- [Provided text]
----

Template talk:Matrix classes

An "adjugate matrix" is not a class of matrix

The adjugate of a matrix is an operation done on an arbitrary square matrices: For the case of invertible matrices, it happens to rqual $\operatorname {adj} (A)=\det(A)A^{-1}$ . For the non-invertible cases, see the article. It is not a class of matrix, unless you mean (over algebraically-closed fields) the set of square matrices which are either invertible, zero, or have rank equal to 1 - which are precisely the matrices which occur as adjugates of some matrix. Actually, over general fields, it's also required that the determinant be an $n-1$ st power, which is guaranteed in the algebraically-closed case, but can fail for certain values of $n$ over certain other fields like the reals or finite fields.

To see why those are the only possible values of $\operatorname {adj} (A)$ , consider the different possible nullities of $A$ :

- If the nullity of $A$ is 0, then $A$ is invertible. We get that if $\operatorname {adj} (B)=A$ then $B=\lambda A^{-1}$ . It follows from some tedious calculation that $\lambda ^{n-1}=\det(A)$ .

----

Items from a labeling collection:
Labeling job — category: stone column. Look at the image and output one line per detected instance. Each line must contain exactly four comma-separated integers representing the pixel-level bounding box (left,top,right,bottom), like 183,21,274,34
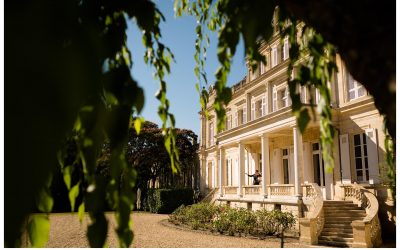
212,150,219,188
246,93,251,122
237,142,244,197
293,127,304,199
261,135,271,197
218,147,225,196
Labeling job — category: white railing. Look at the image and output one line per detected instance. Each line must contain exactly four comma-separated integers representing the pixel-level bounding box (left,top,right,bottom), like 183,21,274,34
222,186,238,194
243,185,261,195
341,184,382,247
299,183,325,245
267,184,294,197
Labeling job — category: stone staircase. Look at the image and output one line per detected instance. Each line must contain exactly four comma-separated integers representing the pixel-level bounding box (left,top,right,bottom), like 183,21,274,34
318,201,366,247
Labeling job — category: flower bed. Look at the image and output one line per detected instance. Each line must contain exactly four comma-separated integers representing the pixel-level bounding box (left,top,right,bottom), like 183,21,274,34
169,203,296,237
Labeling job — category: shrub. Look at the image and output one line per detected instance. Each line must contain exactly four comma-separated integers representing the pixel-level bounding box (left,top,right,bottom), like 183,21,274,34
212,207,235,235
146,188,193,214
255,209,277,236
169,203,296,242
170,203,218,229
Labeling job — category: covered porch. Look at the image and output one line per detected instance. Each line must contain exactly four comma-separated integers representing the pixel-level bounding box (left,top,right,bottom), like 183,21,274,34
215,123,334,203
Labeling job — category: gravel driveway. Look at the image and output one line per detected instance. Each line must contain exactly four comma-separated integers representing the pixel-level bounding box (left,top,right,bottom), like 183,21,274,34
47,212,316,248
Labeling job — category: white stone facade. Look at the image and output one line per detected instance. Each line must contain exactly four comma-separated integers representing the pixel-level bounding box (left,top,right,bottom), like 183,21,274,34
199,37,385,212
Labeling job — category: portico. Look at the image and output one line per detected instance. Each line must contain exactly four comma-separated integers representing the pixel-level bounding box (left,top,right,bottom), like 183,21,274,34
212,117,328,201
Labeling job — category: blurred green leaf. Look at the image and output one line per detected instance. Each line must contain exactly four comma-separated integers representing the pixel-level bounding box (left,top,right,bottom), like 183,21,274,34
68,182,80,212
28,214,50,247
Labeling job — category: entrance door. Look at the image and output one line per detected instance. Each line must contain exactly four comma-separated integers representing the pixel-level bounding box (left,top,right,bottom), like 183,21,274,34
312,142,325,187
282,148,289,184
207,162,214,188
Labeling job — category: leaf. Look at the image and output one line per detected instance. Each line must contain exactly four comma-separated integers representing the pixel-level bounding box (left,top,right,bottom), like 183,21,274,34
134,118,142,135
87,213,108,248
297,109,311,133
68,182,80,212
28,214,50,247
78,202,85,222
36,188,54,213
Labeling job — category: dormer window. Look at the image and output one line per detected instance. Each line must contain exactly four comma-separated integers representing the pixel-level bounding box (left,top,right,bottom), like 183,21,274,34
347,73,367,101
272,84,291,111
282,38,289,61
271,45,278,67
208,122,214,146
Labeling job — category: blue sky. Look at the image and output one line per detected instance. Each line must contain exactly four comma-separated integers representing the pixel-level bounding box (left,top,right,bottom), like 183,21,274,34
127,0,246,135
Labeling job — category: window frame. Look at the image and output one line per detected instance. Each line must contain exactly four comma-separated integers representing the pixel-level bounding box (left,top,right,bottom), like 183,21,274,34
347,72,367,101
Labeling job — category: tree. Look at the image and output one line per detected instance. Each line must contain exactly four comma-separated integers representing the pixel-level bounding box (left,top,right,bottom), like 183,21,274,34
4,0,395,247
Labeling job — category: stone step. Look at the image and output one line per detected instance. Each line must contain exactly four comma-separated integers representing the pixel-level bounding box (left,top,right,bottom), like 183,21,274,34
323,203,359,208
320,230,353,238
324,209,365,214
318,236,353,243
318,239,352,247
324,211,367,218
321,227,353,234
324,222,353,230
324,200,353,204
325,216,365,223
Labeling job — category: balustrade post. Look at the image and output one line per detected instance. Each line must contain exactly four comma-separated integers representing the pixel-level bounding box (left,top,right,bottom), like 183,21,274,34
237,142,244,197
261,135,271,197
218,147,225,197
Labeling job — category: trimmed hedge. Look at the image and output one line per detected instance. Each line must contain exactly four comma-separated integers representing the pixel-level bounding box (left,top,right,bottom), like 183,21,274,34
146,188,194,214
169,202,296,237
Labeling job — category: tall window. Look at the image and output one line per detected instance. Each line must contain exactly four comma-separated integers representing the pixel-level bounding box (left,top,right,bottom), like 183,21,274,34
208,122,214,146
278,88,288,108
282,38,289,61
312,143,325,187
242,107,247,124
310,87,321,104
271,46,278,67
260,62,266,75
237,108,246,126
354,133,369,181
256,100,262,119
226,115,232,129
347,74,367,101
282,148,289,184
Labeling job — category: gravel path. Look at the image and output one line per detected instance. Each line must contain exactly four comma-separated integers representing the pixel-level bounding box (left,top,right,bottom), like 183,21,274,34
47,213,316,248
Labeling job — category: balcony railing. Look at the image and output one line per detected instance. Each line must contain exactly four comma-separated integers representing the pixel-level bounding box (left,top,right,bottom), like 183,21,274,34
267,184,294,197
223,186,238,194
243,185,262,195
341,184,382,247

----

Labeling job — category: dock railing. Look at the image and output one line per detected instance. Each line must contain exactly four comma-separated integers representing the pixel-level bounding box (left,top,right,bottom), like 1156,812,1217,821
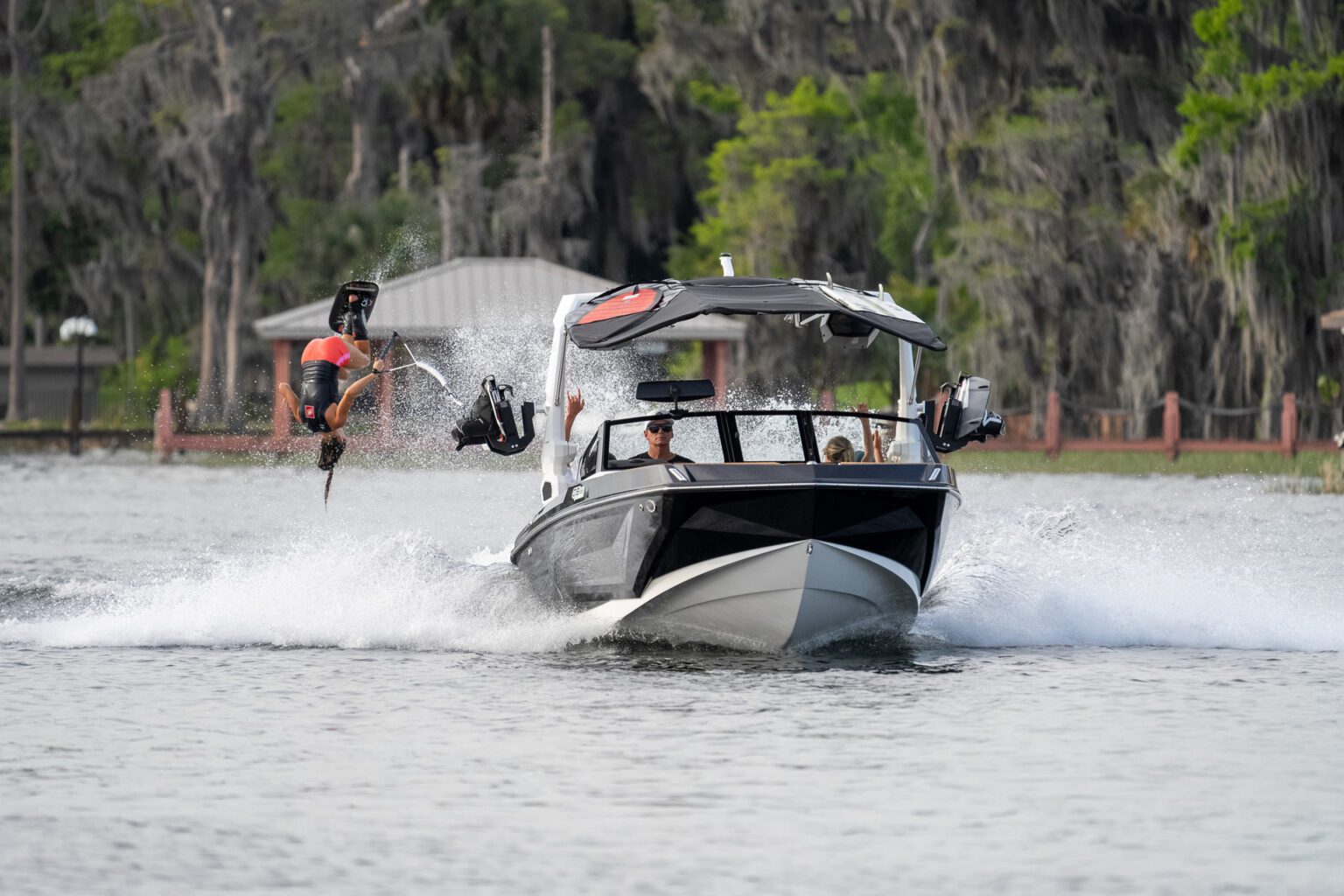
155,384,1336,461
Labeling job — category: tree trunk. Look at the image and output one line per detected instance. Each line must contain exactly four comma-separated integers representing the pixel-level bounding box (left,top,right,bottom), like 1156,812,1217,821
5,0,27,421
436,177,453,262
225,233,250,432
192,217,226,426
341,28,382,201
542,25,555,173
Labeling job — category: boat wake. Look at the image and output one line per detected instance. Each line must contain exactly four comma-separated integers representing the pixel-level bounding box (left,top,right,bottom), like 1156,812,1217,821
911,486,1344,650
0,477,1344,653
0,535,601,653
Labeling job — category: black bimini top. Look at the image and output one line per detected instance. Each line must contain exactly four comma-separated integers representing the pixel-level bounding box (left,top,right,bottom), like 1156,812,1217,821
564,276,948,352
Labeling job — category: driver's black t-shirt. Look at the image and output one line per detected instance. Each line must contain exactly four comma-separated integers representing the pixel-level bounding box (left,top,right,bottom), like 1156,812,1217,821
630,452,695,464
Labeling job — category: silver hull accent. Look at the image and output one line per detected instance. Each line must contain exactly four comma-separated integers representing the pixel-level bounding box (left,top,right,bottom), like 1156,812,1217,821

----

- [Directions]
A: Answer these questions about the discussion of adjugate matrices:
(i) What does the adjugate of an invertible matrix A equal?
(ii) Over algebraically closed fields, which square matrices occur as adjugates of some matrix?
(iii) When the nullity of A is 0 and adj(B) = A, what form does B take, and what must λ satisfy?
B: Write a continuation of the discussion of adjugate matrices, starting right after its final sentence.

- [Answers to each task]
A:
(i) det(A)A^{-1}
(ii) Those that are invertible, zero, or of rank 1.
(iii) B = λA^{-1}, with λ^{n-1} = det(A).

B:
- Now consider the case where $A$ has nullity 1. In that case, $A\operatorname {adj} (A)=\det(A)I=0$ , so the columns of $\operatorname {adj} (A)$ are all in $\ker(A)$ . It follows that the rank of $\operatorname {adj} (A)$ is at most 1. Since $\operatorname {adj} (A)$ has rank at most 1, we get that $\operatorname {adj} (A)=uv^{T}$ for two column vectors $u$ and $v$ . We finish this case by noting that it's easy to see that all rank-1 matrices $uv^{T}$ arise this way.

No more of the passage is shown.